Stored records
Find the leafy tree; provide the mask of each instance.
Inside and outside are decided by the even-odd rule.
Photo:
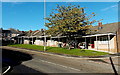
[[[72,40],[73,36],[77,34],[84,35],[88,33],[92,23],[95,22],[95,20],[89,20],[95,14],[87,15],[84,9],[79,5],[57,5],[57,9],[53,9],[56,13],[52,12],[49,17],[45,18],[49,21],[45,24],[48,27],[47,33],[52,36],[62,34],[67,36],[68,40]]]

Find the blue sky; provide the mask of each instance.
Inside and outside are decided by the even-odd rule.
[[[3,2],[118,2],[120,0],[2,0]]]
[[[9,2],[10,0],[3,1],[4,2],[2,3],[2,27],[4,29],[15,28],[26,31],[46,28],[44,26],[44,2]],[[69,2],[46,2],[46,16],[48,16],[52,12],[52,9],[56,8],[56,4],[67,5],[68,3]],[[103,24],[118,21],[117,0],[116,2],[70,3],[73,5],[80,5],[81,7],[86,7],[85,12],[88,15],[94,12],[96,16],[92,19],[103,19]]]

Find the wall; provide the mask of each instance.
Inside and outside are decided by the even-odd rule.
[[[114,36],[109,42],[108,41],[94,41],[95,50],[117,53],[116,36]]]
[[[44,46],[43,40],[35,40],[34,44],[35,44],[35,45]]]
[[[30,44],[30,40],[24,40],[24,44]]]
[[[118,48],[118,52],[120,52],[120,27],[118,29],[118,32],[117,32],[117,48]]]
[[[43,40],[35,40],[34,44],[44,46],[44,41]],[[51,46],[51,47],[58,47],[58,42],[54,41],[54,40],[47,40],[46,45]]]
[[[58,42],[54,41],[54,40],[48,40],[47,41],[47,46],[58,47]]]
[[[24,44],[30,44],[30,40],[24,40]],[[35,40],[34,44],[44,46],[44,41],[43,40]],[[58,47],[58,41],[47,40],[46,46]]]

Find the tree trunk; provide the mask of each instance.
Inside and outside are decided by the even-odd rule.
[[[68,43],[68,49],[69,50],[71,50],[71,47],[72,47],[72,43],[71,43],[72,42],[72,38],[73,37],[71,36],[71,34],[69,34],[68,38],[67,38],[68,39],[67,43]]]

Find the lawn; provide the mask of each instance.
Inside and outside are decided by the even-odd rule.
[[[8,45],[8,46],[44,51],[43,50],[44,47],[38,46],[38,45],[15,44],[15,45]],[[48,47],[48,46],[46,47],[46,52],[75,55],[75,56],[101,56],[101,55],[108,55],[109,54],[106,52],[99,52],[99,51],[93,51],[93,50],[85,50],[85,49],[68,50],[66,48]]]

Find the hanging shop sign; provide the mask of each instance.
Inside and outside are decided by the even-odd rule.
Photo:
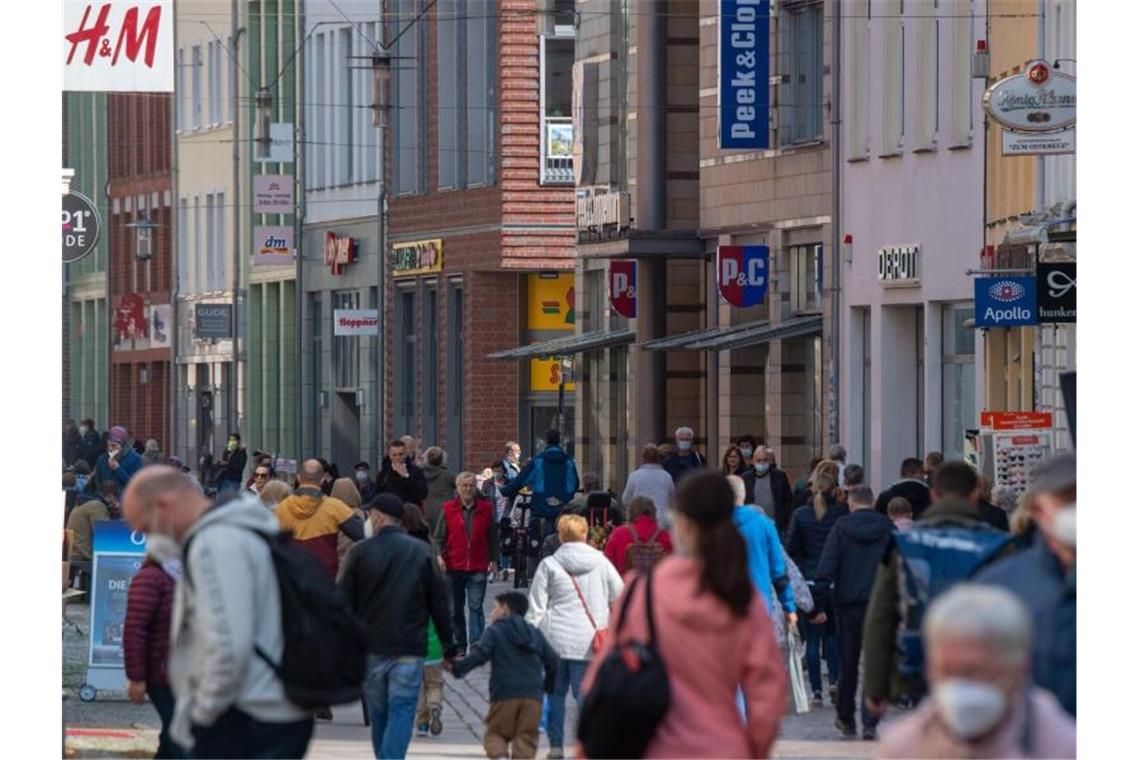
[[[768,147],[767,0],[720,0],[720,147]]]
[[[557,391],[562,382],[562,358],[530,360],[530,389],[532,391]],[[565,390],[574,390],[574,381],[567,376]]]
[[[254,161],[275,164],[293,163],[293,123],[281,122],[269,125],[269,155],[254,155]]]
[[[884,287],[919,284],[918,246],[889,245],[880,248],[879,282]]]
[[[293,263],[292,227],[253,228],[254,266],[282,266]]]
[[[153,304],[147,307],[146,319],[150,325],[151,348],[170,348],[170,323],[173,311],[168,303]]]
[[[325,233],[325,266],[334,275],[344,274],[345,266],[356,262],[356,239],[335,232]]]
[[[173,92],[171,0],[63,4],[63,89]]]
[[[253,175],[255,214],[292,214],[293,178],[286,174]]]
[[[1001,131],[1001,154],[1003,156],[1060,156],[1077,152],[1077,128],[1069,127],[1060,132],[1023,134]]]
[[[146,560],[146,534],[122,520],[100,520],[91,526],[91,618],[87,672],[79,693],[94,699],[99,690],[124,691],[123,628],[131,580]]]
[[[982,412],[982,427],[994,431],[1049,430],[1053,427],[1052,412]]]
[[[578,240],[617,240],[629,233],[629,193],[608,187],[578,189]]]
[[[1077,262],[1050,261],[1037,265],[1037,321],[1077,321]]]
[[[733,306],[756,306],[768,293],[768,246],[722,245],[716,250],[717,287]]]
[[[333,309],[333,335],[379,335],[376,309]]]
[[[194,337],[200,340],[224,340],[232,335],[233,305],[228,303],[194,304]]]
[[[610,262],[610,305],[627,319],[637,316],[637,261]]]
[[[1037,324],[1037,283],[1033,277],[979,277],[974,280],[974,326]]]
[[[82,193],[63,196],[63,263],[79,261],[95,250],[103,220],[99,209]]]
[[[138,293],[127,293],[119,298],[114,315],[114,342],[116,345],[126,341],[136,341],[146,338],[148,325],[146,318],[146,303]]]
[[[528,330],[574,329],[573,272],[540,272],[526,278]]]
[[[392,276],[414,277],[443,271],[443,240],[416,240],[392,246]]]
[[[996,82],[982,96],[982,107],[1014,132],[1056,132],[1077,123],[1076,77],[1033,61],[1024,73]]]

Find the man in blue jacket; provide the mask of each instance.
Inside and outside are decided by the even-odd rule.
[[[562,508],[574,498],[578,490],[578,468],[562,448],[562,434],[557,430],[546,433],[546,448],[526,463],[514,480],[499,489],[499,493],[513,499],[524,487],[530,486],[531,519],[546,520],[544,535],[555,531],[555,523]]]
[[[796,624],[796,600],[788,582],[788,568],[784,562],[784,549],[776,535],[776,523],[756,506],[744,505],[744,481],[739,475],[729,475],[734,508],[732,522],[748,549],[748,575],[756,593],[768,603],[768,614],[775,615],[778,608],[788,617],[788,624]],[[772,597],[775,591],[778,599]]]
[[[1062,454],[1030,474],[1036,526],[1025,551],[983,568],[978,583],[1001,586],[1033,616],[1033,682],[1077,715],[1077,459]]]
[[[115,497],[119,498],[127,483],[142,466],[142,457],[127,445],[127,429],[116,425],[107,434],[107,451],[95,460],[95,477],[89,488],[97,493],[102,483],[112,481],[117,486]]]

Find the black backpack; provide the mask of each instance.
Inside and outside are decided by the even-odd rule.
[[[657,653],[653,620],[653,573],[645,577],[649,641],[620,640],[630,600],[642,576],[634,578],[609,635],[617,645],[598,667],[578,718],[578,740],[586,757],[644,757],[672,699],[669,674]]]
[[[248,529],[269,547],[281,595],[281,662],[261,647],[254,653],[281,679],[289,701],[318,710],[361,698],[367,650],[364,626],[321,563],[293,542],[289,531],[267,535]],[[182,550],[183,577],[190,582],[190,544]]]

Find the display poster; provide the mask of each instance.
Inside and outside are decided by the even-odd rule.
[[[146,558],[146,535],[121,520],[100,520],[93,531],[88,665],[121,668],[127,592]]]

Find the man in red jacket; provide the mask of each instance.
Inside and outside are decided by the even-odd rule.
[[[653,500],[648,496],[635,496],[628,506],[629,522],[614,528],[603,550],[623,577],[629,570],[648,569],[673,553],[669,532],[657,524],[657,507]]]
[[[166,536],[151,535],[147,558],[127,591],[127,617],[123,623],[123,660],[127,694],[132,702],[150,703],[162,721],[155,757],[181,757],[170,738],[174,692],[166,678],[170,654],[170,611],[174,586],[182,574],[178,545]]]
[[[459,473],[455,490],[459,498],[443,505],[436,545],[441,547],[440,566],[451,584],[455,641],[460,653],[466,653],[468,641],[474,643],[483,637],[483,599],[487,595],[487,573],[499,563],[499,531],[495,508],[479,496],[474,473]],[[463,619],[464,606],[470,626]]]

▸ **YOUR INSTRUCTIONS**:
Where the string "tree" appears in a line of the entries above, return that line.

▸ **WRITTEN RESPONSE**:
Find the leafy tree; provide the mask of each instance.
Find the tree trunk; provide the mask of each instance.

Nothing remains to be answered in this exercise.